▶ [Action item]:
Copy the commentary from "But while Sir" through "more demanding criteria.", replacing "Sir Peter Leitch" with "the Mad Butcher".
:: Page text ::
The love-in between the Mad Butcher and the Prime
Minister, dutifully reported in every detail by complaisant media, is perhaps best described as reciprocal back-scratching
– a term that is at least more polite than alternative anatomical allusions that might come to mind.
But while Sir Peter Leitch might have every reason, in view of favours
received, to respond with a typically high-octane endorsement of the Prime Minister, the rest of us might be a little cautious.
We might take the view that John Key and his government should be judged by other and more demanding criteria.
Like, for example, their success or otherwise in managing the economy.
We all know, don’t we, that while the rest of the world is struggling, New Zealand is doing pretty well?
At least, that is what we are constantly told.
And
it is certainly true that we have good reason to suppose that the deep and intractable problems that afflict others have passed
us by. Our main export markets happen to be, after all, two of the most buoyant economies in the world.
Our commodity prices have reached record levels. The government’s debt, though constantly
offered as the reason for public spending cuts, is – thanks largely to the prudence of the previous government –
amongst the lowest in the developed world. Our often-maligned Australian-owned banks are a bastion of stability
in a world facing renewed financial meltdown.
By contrast,
other (and major) parts of the world economy are facing really tough times. The Americans are paralysed
by political conflict. The eurozone is engaged in a losing battle with debt – a contagion that seems
to be spreading like wildfire. And the British are determined to inflict on themselves a home-grown version
of austerity that ensures that there is to be no early recovery from recession.
So, we surely have every reason to expect that our good fortune will be recognised by the credit-rating agencies
and that we will show up as one of the bright spots in the OECD.
:::
:: Stored data ::
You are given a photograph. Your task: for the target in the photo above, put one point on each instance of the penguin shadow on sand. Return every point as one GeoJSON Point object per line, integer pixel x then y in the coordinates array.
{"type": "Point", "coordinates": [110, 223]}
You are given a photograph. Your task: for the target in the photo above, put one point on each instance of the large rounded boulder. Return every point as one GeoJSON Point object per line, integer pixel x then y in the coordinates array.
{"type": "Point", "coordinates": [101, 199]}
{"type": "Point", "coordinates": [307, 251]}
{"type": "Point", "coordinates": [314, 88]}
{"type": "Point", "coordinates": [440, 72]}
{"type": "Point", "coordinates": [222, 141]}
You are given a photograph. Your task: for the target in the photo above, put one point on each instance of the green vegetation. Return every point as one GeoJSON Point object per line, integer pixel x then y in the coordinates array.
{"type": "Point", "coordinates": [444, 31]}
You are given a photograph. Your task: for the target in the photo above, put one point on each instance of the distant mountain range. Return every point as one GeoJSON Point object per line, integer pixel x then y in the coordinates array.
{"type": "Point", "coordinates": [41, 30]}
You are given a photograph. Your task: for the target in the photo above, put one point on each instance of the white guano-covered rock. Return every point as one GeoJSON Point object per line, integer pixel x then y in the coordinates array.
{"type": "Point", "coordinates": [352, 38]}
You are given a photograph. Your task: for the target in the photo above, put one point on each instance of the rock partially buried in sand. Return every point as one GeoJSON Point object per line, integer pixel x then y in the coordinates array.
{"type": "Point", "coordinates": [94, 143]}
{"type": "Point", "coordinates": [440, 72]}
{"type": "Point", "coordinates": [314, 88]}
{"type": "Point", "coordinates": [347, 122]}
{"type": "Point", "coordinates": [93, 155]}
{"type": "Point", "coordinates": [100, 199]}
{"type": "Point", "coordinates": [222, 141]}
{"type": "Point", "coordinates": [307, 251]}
:::
▶ [Exercise solution]:
But while the Mad Butcher might have every reason, in view of favours
received, to respond with a typically high-octane endorsement of the Prime Minister, the rest of us might be a little cautious.
We might take the view that John Key and his government should be judged by other and more demanding criteria.